__Activity__: In the travel passage below, repeat word for word the stretch that begins at the words "Our 2nd accommodation" and stops after "Picton town centre.".

We headed straight for the Nelson region, where we had booked our lovely hotel, making stops at the Makana Chocolate Factory and Vines Village. If you don’t want to create a hole in your pocket so soon, do not stop at the Makana Chocolate Factory! When we stepped in, we were given samples of this heavenly caramelly hazelnut chocolate confection. It was utterly love at first taste and we forked out $50 for 2 boxes of it without too much hesitation. The Vines Village is another good pit-stop, as it has a number of shops selling produce from the region, ie wines, olive oils and jams. Jams, chutneys and honeys are unfortunately my weak spot, and with the increase in luggage allowance to 30kg per pax for Singapore Airlines, I was already mentally prepare to be shipping bottles of these back to Singapore.
The Partner relaxing on the grounds of Almyra Waterfront Lodge…
Although Almyra Waterfront Lodge is a 45 minute drive from Nelson city, and a little heavy on the pockets at about $400 per night for this time of the year, we were so smitten with how the place looked that we just had to stay there. It would be our base for 2 days to explore the Abel Tasman area.
Our 2nd accommodation was back at Picton, a more modest looking Grandvue Picton Bed & Breakfast, but boasting superb views of the Queen Charlotte Sound and just a 1 minute drive down the hill to the Picton town centre.
I had originally planned a jammed packed itinerary for the 4 days in this region, ranging from kayaking, trout/salmon fishing, horse riding, cruises, and walks, but upon the advice of Fiona of Almyra Waterfront Lodge, we decided to take it at a much more leisurely pace so as not to be driving from one place to another like a maniac. The places may look nearby on Google Maps, but one has to remember that mountains occasionally pop up between the pit stops.
In the end, we did two beautiful cruises. We did a two hour cruise up the Abel Tasman National Park with Abel Tasman Sea Shuttles. Managed to sight some seals fighting (or perhaps playing) which was a real treat.
Not another tourist perving on me sitting on my eggs!

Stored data
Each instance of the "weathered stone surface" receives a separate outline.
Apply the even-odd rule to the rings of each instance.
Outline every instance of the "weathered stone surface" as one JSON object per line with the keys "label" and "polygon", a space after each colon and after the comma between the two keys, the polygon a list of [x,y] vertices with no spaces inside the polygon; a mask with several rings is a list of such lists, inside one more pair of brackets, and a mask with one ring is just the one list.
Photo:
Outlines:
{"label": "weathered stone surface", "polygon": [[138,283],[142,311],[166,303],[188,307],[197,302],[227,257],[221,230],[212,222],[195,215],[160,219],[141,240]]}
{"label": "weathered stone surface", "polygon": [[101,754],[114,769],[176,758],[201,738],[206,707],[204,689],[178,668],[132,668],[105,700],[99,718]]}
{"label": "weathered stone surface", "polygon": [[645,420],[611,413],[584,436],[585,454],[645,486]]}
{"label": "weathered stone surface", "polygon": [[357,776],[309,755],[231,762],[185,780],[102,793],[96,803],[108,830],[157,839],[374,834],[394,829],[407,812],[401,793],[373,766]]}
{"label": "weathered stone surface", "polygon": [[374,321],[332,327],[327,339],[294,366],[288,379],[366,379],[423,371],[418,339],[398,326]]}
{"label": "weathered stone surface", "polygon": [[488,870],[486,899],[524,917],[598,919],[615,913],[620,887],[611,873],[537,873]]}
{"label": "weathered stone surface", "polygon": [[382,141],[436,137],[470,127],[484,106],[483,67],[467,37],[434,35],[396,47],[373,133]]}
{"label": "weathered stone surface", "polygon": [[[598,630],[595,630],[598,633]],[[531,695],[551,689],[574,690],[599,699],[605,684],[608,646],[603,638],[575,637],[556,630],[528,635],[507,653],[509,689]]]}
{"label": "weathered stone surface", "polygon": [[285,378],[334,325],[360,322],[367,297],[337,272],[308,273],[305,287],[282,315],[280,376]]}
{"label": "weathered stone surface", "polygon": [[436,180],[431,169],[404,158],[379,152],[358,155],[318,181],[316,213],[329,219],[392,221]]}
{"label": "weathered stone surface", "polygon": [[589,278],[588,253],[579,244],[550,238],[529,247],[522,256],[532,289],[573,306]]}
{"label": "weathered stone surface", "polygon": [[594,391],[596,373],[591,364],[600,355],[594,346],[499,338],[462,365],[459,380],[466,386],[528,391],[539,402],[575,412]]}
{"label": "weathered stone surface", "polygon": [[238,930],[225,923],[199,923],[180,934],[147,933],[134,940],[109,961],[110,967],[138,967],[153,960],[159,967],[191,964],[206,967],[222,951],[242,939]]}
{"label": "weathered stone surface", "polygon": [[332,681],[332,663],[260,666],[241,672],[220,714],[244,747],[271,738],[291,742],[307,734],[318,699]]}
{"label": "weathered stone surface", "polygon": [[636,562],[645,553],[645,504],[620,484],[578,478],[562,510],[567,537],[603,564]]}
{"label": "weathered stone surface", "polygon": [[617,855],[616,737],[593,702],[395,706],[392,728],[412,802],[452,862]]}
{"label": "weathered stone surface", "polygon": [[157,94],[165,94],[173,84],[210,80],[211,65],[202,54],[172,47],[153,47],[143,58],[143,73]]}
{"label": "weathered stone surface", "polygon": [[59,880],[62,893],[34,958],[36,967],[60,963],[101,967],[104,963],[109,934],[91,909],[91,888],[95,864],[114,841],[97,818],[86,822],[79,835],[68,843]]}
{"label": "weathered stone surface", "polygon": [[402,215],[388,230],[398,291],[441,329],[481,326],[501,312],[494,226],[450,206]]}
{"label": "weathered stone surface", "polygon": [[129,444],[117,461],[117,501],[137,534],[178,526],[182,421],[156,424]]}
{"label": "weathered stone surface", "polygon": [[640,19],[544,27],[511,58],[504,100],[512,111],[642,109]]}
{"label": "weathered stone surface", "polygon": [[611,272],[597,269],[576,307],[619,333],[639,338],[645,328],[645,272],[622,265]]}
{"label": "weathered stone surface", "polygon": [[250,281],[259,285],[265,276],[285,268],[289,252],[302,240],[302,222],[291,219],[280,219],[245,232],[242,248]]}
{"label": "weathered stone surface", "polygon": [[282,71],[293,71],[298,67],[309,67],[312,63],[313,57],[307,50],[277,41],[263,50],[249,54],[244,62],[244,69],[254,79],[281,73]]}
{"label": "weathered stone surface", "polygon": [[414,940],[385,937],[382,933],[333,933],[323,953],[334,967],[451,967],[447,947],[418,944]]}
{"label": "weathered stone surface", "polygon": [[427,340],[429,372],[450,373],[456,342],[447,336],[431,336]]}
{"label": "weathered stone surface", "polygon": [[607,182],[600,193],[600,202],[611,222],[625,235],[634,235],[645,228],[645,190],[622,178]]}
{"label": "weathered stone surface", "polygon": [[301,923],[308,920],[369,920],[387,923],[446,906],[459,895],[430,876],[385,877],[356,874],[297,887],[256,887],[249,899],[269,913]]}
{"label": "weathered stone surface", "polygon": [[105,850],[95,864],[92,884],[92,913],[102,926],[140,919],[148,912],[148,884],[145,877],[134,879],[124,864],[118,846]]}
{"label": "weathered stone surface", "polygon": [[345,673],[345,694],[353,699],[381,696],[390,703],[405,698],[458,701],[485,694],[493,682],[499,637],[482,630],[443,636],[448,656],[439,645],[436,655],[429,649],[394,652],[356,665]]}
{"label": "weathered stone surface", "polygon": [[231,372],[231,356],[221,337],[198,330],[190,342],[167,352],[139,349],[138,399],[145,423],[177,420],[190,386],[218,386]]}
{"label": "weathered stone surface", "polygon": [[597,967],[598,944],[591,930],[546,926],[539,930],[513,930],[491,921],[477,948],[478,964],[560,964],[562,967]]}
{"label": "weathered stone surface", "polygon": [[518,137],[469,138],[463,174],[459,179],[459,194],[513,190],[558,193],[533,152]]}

__Final answer__:
Our 2nd accommodation was back at Picton, a more modest looking Grandvue Picton Bed & Breakfast, but boasting superb views of the Queen Charlotte Sound and just a 1 minute drive down the hill to the Picton town centre.